* WORK TO COMPLETE:
Continue the mathematical passage below on the orthogonality of the clr-transformed interaction and independence parts of a density, beginning right after its final sentence.

* PROVIDED TEXT:
--- BEGIN ---
For the sake of simplicity in notation, arguments are hereafter omitted. Consider

$$\begin{aligned} {\mathrm {clr}(f_{\mathrm {int}})} = {\mathrm {clr}(f)} - {\mathrm {clr}(f_{\mathrm {ind}})} = {\mathrm {clr}(f)} -{\mathrm {clr}(f_{X,g})} - {\mathrm {clr}(f_{Y,g})}, \end{aligned}$$

then

$$\begin{aligned} \langle {\mathrm {clr}(f_{\mathrm {int}})}, {\mathrm {clr}(f_{\mathrm {ind}})} \rangle _{L_0^2({\mathsf {P}})}&=\langle {\mathrm {clr}(f)} - {\mathrm {clr}(f_{X,g})} - {\mathrm {clr}(f_{Y,g})}, {\mathrm {clr}(f_{X,g})} + {\mathrm {clr}(f_{Y,g})} \rangle _{L_0^2({\mathsf {P}})}=\\&= \langle {\mathrm {clr}(f)},{\mathrm {clr}(f_{X,g})} \rangle + \langle {\mathrm {clr}(f)},{\mathrm {clr}(f_{Y,g})}\rangle _{L_0^2({\mathsf {P}})} - \Vert {\mathrm {clr}(f_{X,g})} \Vert _{L_0^2({\mathsf {P}})}^2 - \\&\quad - \Vert {\mathrm {clr}(f_{Y,g})} \Vert _{L_0^2({\mathsf {P}})}^2 - 2\langle {\mathrm {clr}(f_{X,g})},{\mathrm {clr}(f_{Y,g})}\rangle _{L_0^2({\mathsf {P}})}. \end{aligned}$$

For the first scalar product one has

$$\begin{aligned} \langle {\mathrm {clr}(f)},{\mathrm {clr}(f_{X,g})}\rangle _{L_0^2({\mathsf {P}})}&= \int \limits _{\Omega _X} \int \limits _{\Omega _Y} {\mathrm {clr}(f)}(x,y) {\mathrm {clr}(f_{X,g})}(x)\,d{\mathsf {P}}_X d{\mathsf {P}}_Y=\\&= \int \limits _{\Omega _X} {\mathrm {clr}(f_{X,g})}(x) \int \limits _{\Omega _Y} {\mathrm {clr}(f)}(x,y)\,d{\mathsf {P}}_X d{\mathsf {P}}_Y= \\&= \int \limits _{\Omega _X}[{\mathrm {clr}(f_{X,g})}(x)]^2\,d{\mathsf {P}}_X = \Vert {\mathrm {clr}(f_{X,g})}\Vert _{L_0^2({\mathsf {P}})}^2, \end{aligned}$$

similarly also \(\langle {\mathrm {clr}(f)},{\mathrm {clr}(f_{Y,g})}\rangle _{L_0^2({\mathsf {P}})} = \Vert {\mathrm {clr}(f_{Y,g})}\Vert _{L_0^2({\mathsf {P}})}^2\). Finally,

$$\begin{aligned} \langle {\mathrm {clr}(f_{X,g})},{\mathrm {clr}(f_{Y,g})}\rangle _{L_0^2({\mathsf {P}})}&= \int \limits _{\Omega _X} \int \limits _{\Omega _Y} {\mathrm {clr}(f_{X,g})}(x) {\mathrm {clr}(f_{Y,g})}(y) \,d{\mathsf {P}}_X d{\mathsf {P}}_Y = \\&= \int \limits _{\Omega _X} {\mathrm {clr}(f_{X,g})}(x)\,d{\mathsf {P}}_X \cdot \int \limits _{\Omega _Y} {\mathrm {clr}(f_{Y,g})}(y)\,d{\mathsf {P}}_Y=0, \end{aligned}$$

which completes the proof. \(\square \)
--- END ---
* INFORMATION SUPPLIED:
--- BEGIN ---
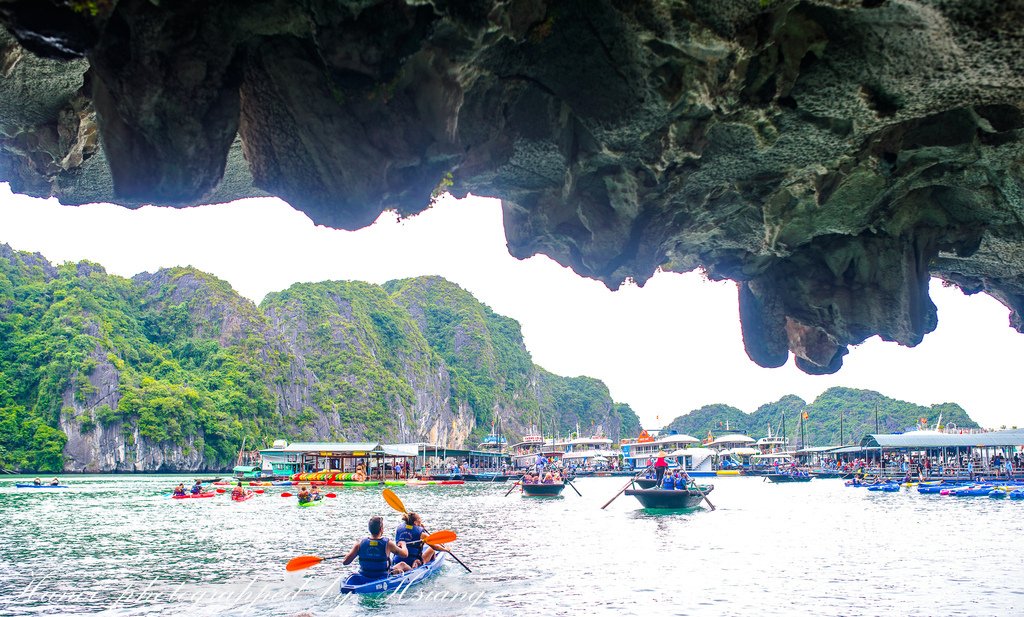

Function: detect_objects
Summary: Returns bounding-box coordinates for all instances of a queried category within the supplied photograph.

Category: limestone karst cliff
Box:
--- END ---
* THE REPLY:
Proof of Theorem 2

In case of independence, one may decompose a bivariate density as the product of its arithmetic marginals as \(f(x,y)=f_{X,a}(x)f_{Y,a}(y)\). In Bayes spaces, this is reformulated as in (11). Call \({\mathrm {clr}(f_{X,g})}(x)\), \({\mathrm {clr}(f_{Y,g})}(y)\) the clr-representation of the marginals, i.e., \(f_{X,a}(x)=\exp [{\mathrm {clr}(f_{X,a})}(x)]\) and similarly \(f_{Y,a}(y)=\exp [{\mathrm {clr}(f_{Y,a})}(y)]\). Using (11), one may build the independent component as \({\mathrm {clr}(f_{\mathrm {ind}})}(x,y) = {\mathrm {clr}(f_{X,a})}(x)+{\mathrm {clr}(f_{Y,a})}(y)\), which clearly coincides with f itself. The clr representation of the geometric X-marginal is derived—by definition (5)—as

$$\begin{aligned} \int _{\Omega _Y}{\mathrm {clr}(f_{\mathrm {ind}})}(x,y)\,d{\mathsf {P}}_Y=\int _{\Omega _Y} {\mathrm {clr}(f_{X,a})}(x)\,d{\mathsf {P}}_Y={\mathsf {P}}_Y(\Omega _Y){\mathrm {clr}(f_{X,a})}(x). \end{aligned}$$

By considering that \({\mathsf {P}}_Y(\Omega _Y)=1\), the geometric X-marginal is obtained by applying the exponential as \(f_{X,{g}}(x)=\exp [{\mathrm {clr}(f_{X,a})}(x)]\), i.e., it coincides with the arithmetic marginal \(f_{X,a}(x)\). The case of Y-marginals would be proven analogously. \(\square \)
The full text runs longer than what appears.